══ Text segment

India denies patent on novel HIV/AIDS medicine
Two years into Prime Minister Modi’s Administration, there remains a high degree of uncertainty for innovators who want to do business in India.
Two years into Prime Minister Modi’s Administration, there remains a high degree of uncertainty for innovators who want to do business in India.
In 2014, several months after Prime Minister Modi took office, he announced an ambitious initiative called “Make in India.” The goal was to encourage foreign and domestic companies to manufacture more products in India in order to spur the kind of economic growth that comes from an innovative economy. With respect to the biopharmaceutical industry, Mr. Modi’s “Make in India” efforts, if successful, would have an added benefit, as more life-saving medicines would be developed and manufactured domestically, thus providing patients with speedier access to the newest treatments. Unfortunately for India’s patients, there are still roadblocks within his government that prevent his vision from becoming reality.
Recently, the government of India denied a patent for a new medicine that would have helped patients suffering from HIV/AIDS. Cipla, an Indian pharmaceutical company, was seeking a patent for a combination of two anti-retroviral medicines, Ritonavir and Darunavir, which had previously been incompatible in a combined single-dosage form. The new medicine had already been granted patents in the United States, Europe and Australia, and represented a significant innovation of great benefit to patients. By finding a way to combine the two medicines into a solid pill form, Cipla greatly simplified patients’ dosing schedules while simultaneously decreasing pill burden. It is precisely these kinds of follow-on innovations that help patients better cope with diseases like HIV/AIDS and improve their quality of life.

════

Activity list –
1) List every geographic place named in the article on India's denial of the HIV/AIDS medicine patent.
2) Write the next paragraph of the article on India's denial of the HIV/AIDS medicine patent, continuing from its last sentence.

══ Data excerpts

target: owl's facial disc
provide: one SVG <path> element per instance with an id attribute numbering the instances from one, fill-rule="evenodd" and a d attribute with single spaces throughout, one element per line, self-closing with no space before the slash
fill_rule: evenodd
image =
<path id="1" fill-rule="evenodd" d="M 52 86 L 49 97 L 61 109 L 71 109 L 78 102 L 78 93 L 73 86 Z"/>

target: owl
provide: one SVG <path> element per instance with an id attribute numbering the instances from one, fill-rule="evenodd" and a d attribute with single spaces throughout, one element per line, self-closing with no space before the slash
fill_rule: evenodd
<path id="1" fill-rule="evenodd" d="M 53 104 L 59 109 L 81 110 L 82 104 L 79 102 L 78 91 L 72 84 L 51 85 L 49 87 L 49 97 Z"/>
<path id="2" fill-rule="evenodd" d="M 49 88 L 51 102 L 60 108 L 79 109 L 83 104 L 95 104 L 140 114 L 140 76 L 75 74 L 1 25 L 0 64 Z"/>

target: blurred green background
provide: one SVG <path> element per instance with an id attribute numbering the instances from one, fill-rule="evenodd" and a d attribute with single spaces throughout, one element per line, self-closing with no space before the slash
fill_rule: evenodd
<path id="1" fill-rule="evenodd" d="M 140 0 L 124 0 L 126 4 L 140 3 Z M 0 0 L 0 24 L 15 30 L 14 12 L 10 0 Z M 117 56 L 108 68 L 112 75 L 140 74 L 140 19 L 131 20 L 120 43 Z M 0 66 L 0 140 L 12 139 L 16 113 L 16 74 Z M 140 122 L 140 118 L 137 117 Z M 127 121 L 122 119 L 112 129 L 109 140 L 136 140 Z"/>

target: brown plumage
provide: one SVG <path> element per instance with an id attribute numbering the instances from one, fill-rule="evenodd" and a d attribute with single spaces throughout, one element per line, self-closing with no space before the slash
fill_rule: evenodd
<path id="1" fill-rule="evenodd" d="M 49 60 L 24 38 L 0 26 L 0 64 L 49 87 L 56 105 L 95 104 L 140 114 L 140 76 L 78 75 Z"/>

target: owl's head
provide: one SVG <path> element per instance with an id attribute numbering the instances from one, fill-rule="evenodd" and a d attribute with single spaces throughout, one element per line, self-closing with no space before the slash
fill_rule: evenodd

════

Outputs for the tasks –
1) India, the United States, Europe, Australia

2)
Despite the great potential of this new medicine, the Mumbai Patent Office denied a patent for Cipla’s drug citing Section 3(d) of India’s Patent Act, which adds an additional hurdle to patentability standards on medicines, especially follow-on innovations. The Patent Office ruled that Cipla’s new combination of Ritonavir and Darunavir lacked an “inventive step” even though it was a novel invention and did not satisfy Section 3(d) requirements, thus denying patients in India the benefits of an improved version of a powerful HIV/AIDS medicine. Rulings like this are incompatible with Mr. Modi’s vision and seriously compromise the ability of innovators to “Make in India.” Predictable and high-standard intellectual property policies are the lynchpin of an innovative economy, and such rulings create disincentives for companies, whether multinational or India-based, to develop new medicines in India.
There is no reason why India can’t become an economic powerhouse given the resources it already possesses. By strengthening intellectual property protection and removing regulatory and legal obstacles to innovation, India could be a global leader in biopharmaceutical research and development and a top destination for biopharmaceutical investment. Unfortunately, however, India is falling short of its full potential and even Indian companies are feeling the pain.
Nearly two years into Prime Minister Modi’s Administration, there still remains a high degree of uncertainty for innovators who want to do business in India. The Cipla case, where the innovation presented clear benefits for patients, is the clearest example yet that reforms are necessary before India can reach its full potential.